Given data
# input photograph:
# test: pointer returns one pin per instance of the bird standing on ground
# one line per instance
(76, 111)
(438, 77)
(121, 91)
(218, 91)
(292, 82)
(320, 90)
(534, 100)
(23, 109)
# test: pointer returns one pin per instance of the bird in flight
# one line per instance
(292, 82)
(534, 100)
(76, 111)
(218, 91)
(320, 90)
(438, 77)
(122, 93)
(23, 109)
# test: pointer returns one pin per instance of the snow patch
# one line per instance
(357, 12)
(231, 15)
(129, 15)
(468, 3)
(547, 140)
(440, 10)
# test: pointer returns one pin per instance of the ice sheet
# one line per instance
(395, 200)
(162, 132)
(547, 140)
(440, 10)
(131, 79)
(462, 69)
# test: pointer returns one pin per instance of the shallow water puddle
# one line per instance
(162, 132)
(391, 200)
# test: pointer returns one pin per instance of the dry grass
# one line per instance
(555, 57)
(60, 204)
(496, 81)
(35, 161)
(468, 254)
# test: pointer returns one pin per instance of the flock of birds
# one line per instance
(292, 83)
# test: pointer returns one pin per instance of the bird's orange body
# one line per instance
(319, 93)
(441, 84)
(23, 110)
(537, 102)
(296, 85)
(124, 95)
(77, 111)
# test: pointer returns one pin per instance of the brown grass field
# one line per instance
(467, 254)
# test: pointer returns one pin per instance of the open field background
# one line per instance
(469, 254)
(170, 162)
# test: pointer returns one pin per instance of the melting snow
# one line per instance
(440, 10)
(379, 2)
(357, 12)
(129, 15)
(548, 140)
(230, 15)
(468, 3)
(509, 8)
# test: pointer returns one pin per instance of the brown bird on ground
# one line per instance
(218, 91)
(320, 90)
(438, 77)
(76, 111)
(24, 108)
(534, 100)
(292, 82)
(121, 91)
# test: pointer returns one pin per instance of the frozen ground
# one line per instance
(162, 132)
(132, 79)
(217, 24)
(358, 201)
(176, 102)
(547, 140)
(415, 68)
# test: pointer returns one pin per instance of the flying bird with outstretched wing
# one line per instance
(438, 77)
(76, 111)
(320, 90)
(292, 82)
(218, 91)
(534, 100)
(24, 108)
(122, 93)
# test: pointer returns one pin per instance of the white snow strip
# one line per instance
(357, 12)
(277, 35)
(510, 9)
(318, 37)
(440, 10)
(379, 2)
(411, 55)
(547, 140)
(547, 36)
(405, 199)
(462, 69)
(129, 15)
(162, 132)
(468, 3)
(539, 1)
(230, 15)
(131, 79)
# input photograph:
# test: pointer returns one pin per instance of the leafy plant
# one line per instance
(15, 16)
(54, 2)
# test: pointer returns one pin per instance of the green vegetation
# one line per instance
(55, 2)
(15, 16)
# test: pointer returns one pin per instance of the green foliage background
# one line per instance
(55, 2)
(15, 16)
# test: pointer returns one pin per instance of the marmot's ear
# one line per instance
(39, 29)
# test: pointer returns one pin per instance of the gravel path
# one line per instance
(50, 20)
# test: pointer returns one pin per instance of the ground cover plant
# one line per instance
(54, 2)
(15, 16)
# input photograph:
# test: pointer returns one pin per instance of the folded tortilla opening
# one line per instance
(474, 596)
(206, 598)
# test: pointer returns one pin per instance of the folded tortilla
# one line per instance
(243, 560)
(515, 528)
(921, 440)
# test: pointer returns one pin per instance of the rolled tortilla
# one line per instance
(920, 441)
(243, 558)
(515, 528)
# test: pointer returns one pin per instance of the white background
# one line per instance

What the exercise asks
The lines to output run from the one containing "the white background" through the last line of the records above; repeat them exactly and nothing more.

Solution
# test: pointer returns one pin per instance of the white background
# one line per instance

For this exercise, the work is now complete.